TASK ITEM:
How many lines in the data below include the word "canvas"? Respond with the number, nothing more.

EXCERPTED DATA:
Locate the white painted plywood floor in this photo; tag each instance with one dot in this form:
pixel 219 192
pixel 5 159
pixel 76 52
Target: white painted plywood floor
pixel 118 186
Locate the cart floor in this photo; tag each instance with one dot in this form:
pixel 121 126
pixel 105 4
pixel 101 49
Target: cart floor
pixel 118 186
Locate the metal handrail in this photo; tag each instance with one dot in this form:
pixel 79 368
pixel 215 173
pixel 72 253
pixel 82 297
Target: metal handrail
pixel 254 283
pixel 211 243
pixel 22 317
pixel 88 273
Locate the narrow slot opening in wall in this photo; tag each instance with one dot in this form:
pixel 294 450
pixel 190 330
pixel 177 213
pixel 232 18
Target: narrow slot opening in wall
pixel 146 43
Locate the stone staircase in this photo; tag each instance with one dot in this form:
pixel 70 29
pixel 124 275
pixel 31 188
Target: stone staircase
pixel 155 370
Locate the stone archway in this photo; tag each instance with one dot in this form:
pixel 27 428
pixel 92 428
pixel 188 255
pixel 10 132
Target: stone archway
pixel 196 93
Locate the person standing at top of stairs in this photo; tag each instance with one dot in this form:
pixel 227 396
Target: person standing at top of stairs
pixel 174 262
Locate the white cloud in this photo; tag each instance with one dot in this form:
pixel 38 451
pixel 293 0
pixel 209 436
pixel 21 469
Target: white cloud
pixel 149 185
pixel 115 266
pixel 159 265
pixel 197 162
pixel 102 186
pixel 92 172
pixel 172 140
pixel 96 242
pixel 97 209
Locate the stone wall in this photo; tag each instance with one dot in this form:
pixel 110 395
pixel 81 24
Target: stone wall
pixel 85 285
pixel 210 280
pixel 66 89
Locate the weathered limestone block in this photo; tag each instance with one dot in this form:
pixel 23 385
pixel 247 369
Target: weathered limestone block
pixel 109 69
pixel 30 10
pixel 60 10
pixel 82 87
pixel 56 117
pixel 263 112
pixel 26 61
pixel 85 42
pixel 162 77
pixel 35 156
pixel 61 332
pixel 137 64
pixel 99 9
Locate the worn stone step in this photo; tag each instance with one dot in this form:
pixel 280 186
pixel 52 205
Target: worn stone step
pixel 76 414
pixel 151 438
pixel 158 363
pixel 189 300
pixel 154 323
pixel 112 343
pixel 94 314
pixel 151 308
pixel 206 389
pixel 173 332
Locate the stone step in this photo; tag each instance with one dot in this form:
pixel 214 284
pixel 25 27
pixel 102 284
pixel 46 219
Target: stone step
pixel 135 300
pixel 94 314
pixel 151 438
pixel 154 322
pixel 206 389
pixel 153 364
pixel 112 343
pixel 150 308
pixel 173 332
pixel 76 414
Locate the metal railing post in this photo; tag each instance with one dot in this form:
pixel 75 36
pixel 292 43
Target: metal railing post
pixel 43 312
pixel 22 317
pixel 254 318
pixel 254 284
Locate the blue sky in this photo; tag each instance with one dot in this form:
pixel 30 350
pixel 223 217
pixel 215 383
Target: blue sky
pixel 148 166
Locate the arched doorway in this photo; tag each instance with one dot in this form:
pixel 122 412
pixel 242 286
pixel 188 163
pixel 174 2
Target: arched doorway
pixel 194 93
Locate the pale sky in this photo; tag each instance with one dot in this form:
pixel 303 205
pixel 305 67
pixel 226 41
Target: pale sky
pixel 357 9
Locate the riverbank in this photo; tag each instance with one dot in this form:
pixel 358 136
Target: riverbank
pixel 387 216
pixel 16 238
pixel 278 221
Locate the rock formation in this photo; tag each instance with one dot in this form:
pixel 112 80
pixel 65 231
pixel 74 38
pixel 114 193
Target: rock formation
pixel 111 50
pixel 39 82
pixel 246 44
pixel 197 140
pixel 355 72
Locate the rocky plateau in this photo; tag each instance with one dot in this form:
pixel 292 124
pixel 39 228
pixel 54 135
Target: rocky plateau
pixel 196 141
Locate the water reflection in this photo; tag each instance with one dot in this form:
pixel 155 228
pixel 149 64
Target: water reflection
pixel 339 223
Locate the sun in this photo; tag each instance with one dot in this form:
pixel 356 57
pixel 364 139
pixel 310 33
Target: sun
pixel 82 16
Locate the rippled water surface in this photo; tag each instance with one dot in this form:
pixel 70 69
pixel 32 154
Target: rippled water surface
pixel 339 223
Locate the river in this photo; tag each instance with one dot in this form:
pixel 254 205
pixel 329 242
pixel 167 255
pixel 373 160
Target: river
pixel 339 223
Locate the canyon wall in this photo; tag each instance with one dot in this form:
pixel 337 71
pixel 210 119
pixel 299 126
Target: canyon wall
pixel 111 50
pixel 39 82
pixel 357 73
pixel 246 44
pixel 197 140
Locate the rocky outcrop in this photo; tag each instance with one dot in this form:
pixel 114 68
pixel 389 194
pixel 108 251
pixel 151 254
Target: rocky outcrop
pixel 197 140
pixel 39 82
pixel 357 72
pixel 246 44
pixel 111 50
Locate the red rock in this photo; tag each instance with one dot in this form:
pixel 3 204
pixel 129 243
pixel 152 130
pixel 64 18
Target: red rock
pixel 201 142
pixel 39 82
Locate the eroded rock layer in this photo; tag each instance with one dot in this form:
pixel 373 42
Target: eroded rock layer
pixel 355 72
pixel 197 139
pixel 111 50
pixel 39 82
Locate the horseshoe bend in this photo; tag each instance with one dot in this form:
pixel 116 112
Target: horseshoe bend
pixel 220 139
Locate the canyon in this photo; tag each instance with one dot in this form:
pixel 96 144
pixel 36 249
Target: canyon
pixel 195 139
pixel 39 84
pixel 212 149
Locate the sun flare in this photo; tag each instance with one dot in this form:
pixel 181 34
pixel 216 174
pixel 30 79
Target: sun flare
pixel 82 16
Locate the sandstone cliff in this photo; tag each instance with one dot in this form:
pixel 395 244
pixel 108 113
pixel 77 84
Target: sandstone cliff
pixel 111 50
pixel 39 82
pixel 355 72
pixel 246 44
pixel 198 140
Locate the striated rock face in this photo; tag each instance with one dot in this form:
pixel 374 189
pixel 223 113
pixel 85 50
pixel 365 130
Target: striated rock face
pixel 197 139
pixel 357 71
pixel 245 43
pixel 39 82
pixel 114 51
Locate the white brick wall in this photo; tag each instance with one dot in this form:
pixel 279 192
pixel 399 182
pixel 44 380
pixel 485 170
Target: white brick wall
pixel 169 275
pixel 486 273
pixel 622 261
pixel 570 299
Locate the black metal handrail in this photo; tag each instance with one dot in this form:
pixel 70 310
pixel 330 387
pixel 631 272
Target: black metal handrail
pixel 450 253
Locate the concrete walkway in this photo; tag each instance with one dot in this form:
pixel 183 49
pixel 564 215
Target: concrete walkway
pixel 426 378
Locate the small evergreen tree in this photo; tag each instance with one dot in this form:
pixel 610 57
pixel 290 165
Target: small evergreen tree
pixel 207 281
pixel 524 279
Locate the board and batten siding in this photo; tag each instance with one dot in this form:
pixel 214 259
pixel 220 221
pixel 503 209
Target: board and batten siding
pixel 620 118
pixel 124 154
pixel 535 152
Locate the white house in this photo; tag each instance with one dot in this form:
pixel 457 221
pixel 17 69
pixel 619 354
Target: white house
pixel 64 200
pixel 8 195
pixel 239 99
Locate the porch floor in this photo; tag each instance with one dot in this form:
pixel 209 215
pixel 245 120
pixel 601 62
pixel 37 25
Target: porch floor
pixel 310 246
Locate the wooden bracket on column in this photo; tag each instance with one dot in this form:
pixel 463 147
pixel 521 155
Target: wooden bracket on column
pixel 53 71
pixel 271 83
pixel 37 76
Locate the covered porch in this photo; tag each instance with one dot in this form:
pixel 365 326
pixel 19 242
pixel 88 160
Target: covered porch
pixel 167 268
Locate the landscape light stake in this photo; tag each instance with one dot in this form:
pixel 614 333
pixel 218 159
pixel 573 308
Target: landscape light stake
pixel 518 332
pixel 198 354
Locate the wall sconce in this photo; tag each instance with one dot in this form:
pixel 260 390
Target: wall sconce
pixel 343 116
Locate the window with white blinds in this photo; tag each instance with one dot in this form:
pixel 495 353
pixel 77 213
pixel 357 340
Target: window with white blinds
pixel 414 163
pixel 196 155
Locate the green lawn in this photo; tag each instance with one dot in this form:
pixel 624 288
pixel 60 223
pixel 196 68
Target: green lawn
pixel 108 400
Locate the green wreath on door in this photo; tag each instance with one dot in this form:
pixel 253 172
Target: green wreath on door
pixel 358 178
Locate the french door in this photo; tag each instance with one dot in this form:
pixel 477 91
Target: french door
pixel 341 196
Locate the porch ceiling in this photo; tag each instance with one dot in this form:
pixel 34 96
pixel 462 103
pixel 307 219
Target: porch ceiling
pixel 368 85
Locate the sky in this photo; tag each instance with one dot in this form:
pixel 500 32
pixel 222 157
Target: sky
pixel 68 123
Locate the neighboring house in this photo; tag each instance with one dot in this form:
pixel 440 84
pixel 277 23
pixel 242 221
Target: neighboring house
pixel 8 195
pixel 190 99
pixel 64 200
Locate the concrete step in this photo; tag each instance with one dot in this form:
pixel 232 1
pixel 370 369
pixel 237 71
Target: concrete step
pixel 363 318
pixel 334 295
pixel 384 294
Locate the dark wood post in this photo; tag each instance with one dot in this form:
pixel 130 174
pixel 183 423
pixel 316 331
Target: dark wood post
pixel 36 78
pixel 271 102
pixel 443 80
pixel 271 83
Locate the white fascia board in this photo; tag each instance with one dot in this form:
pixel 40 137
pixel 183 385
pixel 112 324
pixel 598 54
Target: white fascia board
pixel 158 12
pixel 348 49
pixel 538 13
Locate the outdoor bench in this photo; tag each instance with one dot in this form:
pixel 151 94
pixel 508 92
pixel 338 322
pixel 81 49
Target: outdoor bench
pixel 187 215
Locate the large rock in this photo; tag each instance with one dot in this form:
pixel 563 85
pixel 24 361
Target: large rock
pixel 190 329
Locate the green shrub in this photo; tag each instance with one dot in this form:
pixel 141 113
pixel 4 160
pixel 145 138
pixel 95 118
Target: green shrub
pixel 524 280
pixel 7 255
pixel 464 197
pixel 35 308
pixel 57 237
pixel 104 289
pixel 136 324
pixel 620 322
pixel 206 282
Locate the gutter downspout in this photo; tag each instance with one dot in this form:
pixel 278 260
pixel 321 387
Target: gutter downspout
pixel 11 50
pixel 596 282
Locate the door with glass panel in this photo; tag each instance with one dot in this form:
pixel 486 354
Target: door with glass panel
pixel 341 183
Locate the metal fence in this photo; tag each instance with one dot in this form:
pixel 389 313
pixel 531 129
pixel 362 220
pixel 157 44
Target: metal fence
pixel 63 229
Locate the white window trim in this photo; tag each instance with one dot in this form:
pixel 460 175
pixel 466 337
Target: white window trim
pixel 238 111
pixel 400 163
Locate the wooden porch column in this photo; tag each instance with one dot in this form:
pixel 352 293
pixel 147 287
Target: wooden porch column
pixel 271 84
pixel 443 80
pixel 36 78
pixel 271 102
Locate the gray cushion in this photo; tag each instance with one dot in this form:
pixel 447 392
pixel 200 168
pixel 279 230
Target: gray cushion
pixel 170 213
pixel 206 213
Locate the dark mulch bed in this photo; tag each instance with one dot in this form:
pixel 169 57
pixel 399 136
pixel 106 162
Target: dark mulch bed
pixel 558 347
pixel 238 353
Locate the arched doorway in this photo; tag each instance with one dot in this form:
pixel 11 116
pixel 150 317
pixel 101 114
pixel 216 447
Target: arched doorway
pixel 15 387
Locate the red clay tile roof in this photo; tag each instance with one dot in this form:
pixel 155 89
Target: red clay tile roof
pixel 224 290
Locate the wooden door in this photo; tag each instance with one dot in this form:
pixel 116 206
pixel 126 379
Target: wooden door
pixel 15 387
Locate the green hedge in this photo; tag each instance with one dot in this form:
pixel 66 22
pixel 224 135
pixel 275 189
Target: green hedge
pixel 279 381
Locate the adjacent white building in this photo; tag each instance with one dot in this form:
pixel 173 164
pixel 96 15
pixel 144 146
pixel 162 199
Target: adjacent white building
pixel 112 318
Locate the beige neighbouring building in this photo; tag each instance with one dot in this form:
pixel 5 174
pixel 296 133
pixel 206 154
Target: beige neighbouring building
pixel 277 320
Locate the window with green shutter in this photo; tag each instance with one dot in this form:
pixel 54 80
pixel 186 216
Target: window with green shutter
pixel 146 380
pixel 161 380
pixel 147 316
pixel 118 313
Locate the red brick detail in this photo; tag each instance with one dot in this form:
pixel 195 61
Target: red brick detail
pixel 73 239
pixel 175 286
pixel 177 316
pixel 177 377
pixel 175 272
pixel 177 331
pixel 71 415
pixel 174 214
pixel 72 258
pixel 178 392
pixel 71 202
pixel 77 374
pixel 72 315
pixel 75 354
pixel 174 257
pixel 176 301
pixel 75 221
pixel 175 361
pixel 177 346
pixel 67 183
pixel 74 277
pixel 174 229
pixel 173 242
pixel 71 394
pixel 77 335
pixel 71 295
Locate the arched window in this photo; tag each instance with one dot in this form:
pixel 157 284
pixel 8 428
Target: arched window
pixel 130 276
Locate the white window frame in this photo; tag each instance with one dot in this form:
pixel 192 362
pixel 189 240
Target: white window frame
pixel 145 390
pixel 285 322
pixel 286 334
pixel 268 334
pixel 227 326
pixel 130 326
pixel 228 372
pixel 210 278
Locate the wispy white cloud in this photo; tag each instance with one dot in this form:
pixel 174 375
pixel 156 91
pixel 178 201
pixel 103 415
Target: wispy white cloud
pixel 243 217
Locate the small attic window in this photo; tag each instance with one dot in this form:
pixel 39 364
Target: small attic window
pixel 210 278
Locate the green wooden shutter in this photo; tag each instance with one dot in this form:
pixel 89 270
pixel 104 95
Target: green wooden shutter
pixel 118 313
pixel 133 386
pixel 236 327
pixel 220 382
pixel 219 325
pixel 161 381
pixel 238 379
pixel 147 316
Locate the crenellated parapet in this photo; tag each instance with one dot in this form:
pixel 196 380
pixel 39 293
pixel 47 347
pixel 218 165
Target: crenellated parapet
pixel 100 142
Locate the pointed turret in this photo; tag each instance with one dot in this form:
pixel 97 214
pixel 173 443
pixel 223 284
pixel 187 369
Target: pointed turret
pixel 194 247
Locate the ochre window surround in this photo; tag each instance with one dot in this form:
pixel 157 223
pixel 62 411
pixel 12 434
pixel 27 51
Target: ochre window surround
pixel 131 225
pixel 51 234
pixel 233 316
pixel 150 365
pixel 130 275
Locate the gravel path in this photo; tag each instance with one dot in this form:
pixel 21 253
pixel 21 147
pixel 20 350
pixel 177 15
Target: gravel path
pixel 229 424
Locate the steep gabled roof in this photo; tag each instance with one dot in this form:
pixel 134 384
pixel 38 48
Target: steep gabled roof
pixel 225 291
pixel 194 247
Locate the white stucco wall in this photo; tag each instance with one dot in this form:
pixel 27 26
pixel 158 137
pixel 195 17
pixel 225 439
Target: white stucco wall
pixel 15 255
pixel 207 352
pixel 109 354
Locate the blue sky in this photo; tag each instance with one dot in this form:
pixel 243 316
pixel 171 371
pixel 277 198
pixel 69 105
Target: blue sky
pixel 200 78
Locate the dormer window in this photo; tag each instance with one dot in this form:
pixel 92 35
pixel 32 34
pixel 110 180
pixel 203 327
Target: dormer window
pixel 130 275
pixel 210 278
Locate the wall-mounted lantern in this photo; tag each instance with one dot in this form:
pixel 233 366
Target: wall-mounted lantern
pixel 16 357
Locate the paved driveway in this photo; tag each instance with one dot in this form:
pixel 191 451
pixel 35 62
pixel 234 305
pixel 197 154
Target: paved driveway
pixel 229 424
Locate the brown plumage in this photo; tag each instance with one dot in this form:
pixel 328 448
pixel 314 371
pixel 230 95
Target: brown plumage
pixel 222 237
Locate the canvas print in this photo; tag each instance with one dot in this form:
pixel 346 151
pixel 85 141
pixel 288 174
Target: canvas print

WORKED SOLUTION:
2